The public response to the revelations in the Metro article was outrage; the Government’s response was to very quickly – within ten days – establish a judicial inquiry headed by [then] District Court Judge Silvia Cartwright.

Of all the stories in The Occasional Human Sacrifice, the uncovering of New Zealand’s own unethical medical experiment has probably led to the most significant and widespread change in our health system and our attitudes to both medical research and patient rights, especially informed consent, than in any other case in Elliott’s book.

While there are still some who deny the facts, repudiate the outcomes of the Cartwright Inquiry, and seek to all but canonise Herbert Green, by and large, the ‘unfortunate experiment’ has been a lesson reasonably well learned and has changed the ethics around medical research in this country. RANZCOG, the former Auckland District Health Board and former Prime Minister Jacinda Ardern all issued public apologies.

What is missing from Carl Elliott’s book is that the victims of Herbert Green’s unethical and abhorrent experiments – and the whistleblowers who ensured that what he did was exposed and addressed in a formal inquiry – are not forgotten, even 36 years after the Inquiry. Unlike many victims in the other stories, the legacy that whistleblowers Ron Jones, Jock McLean and Bill MacIndoe (together with Sandra Coney and Phillida Bunkle) have left, is that the victims are remembered. They are remembered every year on the 5th of August, the anniversary of the release of the Cartwright Report. The Auckland Women’s Health Council and the Cartwright Collective, and other organisations such as the Maternity Services Consumer Council, have, over the last 36 years, made a pilgrimage to the old National Women’s Hospital to remember what the women endured, the loss of life, and the sacrifice of their families, and of the men who tried to stand up to Herbert Green and who ultimately spoke out irrespective of the impact that might have on their lives and reputations.

Each year we hold space for those who were so badly affected by Herbert Green’s unethical medical experiment.

Carl Elliott knew of our pilgrimage to the old National Women’s Hospital at Greenlane every year. He told me in an email discussing his New York Times essay (see the reprint in our Newsletter here), his book and talk on the 5th of August that one of our Committee members had sent him some photos and told him about our annual gathering and commemoration. He said:  

“I found it incredibly moving. I don’t know of anything like that happening anywhere else in the world.”

I would like to think that medical research abuses such as those Carl Elliott covers in his book are well in the past and could not happen today. However, the horrific events at the Karolinska Institute occurred quite recently, between 2011 and 2016. We must stay vigilant; we must not be complacent, thinking that it would be impossible for such shocking abuses of patients to happen again, even in Aoteroa New Zealand. While patient rights have improved since the Cartright Inquiry, there are still grey areas regarding the involvement of patients in medical research, especially patients that are unconscious or incapacitated, and this very issue is included in the current Health and Disability Commissioner review of the Act and Code of Health and Disability Services Consumers’ Rights. Since the Helsinki Declaration in 1964, which is a statement of ethical principles for medical research involving human subjects, the participation of human beings in medical research without their knowledge or consent has been prohibited. Yet, formalised, ratified prohibition at an international level has not prevented such abuses from happening here and overseas.

We must remain vigilant.

 

“Let not anyone pacify his conscience by the delusion that he can do no harm if he takes no part, and forms no opinion. Bad men need nothing more to compass their ends, than that good men should look on and do nothing.”

— John Stuart Mill, 1867

[1]     Bhoopatkar H, et al., 2022: Adherence to a national consensus statement on informed consent: medical students’ experience of obtaining informed consent from patients for sensitive examinations, New Zealand Medical Journal, 2022 May 20; 135(1555).

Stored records

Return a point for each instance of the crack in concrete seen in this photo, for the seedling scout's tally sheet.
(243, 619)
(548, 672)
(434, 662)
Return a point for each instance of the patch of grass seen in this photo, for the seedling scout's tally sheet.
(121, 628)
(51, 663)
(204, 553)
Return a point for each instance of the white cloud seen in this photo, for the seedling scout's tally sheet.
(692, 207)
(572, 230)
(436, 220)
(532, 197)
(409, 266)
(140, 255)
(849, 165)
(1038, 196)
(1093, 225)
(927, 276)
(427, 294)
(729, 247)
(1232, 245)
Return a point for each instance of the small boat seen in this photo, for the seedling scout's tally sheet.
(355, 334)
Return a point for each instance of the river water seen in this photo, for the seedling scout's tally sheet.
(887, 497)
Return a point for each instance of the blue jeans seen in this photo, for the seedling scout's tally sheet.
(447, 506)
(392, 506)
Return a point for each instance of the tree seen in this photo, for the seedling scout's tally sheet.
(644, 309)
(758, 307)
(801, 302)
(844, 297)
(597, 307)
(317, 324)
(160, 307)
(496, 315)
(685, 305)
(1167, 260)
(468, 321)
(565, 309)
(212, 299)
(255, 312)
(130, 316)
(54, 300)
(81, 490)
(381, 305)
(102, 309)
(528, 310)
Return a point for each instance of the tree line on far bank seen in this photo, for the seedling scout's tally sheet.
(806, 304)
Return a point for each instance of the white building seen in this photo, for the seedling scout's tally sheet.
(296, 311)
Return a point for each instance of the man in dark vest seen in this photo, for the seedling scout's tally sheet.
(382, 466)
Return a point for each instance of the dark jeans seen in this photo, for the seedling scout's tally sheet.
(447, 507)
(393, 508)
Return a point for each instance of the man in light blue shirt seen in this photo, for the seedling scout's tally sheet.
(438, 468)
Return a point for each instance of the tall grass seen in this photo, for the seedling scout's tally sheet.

*WORK INSTRUCTION 1*.
According to the Cartwright Inquiry text, on what date each year are the victims remembered?
*WORK INSTRUCTION 2*.
Copy the Cartwright Inquiry text word for word, starting at "Of all the stories" and ending at "issued public apologies.".

*REPLY 1*.
On the 5th of August, the anniversary of the release of the Cartwright Report.

*REPLY 2*.
Of all the stories in The Occasional Human Sacrifice, the uncovering of New Zealand’s own unethical medical experiment has probably led to the most significant and widespread change in our health system and our attitudes to both medical research and patient rights, especially informed consent, than in any other case in Elliott’s book.

While there are still some who deny the facts, repudiate the outcomes of the Cartwright Inquiry, and seek to all but canonise Herbert Green, by and large, the ‘unfortunate experiment’ has been a lesson reasonably well learned and has changed the ethics around medical research in this country. RANZCOG, the former Auckland District Health Board and former Prime Minister Jacinda Ardern all issued public apologies.